Exercise ->
Extend the passage on genetic risk scores by writing what comes after its final sentence.

Page extract ->
::::::

For most complex conditions, genetic risk scores have not achieved substantial improvements in discrimination over scores comprised of clinical risk factors. Yet enhancements in the understanding of genetic risk modeling reveal insights that may improve the utility of genetic risk scores in the future. For example, variants included in genetic risk scores to date have small effect sizes (for example, relative risks of 1.1 to 1.5). Single risk factors with such modest relative risks are unlikely to have meaningful impacts on discrimination alone [48]. Large-effect variants, which have greater potential to improve discrimination, are rare and not captured by genotyping panels used in genome-wide association studies.

Fine mapping and sequencing offer promise for the discovery of such large-effect variants [49]. For example in a fine mapping analysis we previously identified independent genetic variants at the chromosome 4q25 locus associated with AF [50]. A multimarker risk score comprised of genotypes tagging these three independent signals demonstrated that AF risk increased with an increasing number of AF risk alleles. The multimarker score identified about 12% of individuals with a twofold or greater relative risk for AF, and 1% with an estimated sixfold elevated risk of AF compared to those with the most common genotypes. This is one of the largest relative risks to date for a qualitative trait in the era of genome-wide association studies.

Another potential reason that genetic risk scores have not substantially improved prediction models is that few variants were tested. Accounting for additional genetic variants associated with conditions at far less stringent significance thresholds can substantially increase the proportion of variance explained by genetic factors [51‐53]. In simulations, genetic profiling using large numbers of genetic variants significantly improved risk discrimination [54].

Novel metrics have been developed to assess clinical utility of prediction models, with increased recognition that measures of discrimination alone can be insensitive [55]. The role of novel prediction metrics with respect to genetic profiling has not been extensively explored.

::::::

Study material ->

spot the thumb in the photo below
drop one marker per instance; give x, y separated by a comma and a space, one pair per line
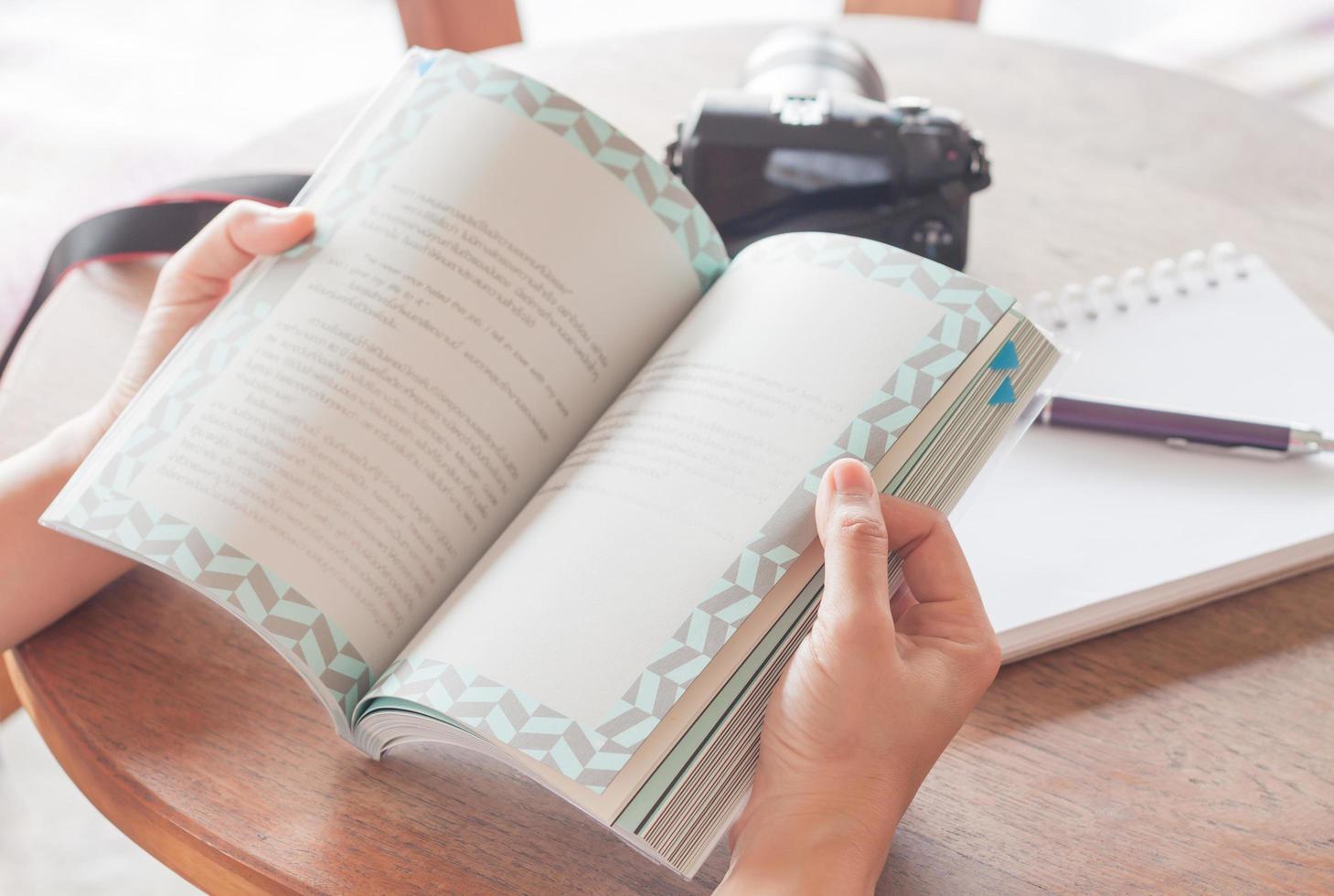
857, 549
202, 271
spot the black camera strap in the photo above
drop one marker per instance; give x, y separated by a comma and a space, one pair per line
157, 226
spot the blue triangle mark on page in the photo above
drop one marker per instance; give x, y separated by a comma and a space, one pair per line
1003, 393
1008, 359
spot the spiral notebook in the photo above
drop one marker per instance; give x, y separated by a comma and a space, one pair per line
1115, 529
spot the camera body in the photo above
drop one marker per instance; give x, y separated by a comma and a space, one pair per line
810, 144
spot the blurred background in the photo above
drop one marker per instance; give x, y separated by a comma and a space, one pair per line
104, 103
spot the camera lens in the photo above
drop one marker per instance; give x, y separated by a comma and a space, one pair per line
802, 61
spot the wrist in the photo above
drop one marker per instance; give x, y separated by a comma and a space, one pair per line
807, 848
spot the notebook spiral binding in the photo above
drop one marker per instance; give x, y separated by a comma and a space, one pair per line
1194, 272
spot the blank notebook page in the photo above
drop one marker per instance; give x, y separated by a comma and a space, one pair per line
1074, 519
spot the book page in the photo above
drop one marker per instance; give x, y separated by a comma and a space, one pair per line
636, 526
372, 413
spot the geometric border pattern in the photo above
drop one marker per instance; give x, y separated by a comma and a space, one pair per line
218, 568
231, 579
450, 72
593, 756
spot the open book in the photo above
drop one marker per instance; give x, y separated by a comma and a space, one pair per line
511, 456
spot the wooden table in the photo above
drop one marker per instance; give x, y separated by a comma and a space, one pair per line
1191, 753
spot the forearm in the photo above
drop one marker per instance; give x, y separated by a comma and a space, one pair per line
43, 573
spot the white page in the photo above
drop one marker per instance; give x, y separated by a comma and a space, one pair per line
631, 534
1077, 517
389, 419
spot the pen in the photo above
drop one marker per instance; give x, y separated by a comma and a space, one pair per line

::::::

Result below ->
Furthermore, although a widespread heritable component underlies AF, the arrhythmia may result from a variety of different pathological processes. Whether genetic profiling will successfully predict incident AF may depend on the extent to which the 'type' of AF studied is influenced by genetic factors. The importance of refining AF classification has been highlighted elsewhere [56, 57], and may overcome the potential challenges that phenotypic heterogeneity presents to risk prediction efforts.

The absence of data demonstrating clinical utility of routinely using genotype information to guide clinical management in AF should not deter hope at this stage, but rather should be viewed as an opportunity for systematic testing of the clinical role of genetic information. Nevertheless, there is a risk that hype can obscure the monumental insights gained from the current era of genetic discovery. As an example, companies such as deCODE and 23andMe are performing direct to consumer genetic testing, and purport to calculate one's genetic risk of AF based on one or a few polymorphisms associated with modestly increased relative risks of AF. These calculations are not based on well-defined genetic effect estimates, and do not consider other genetic risk factors, interactions between genes, the predictive utility of genetic risk markers, or competing risks. Moreover, in the absence of data regarding clinical risk factors and environmental exposures, how are these results to be interpreted? Problems with direct to consumer genetic testing are reinforced by recent literature highlighting the facts that patients often have misperceptions about the results genetic testing [58], and practitioners frequently lack confidence in explaining direct to consumer genetic testing results [59].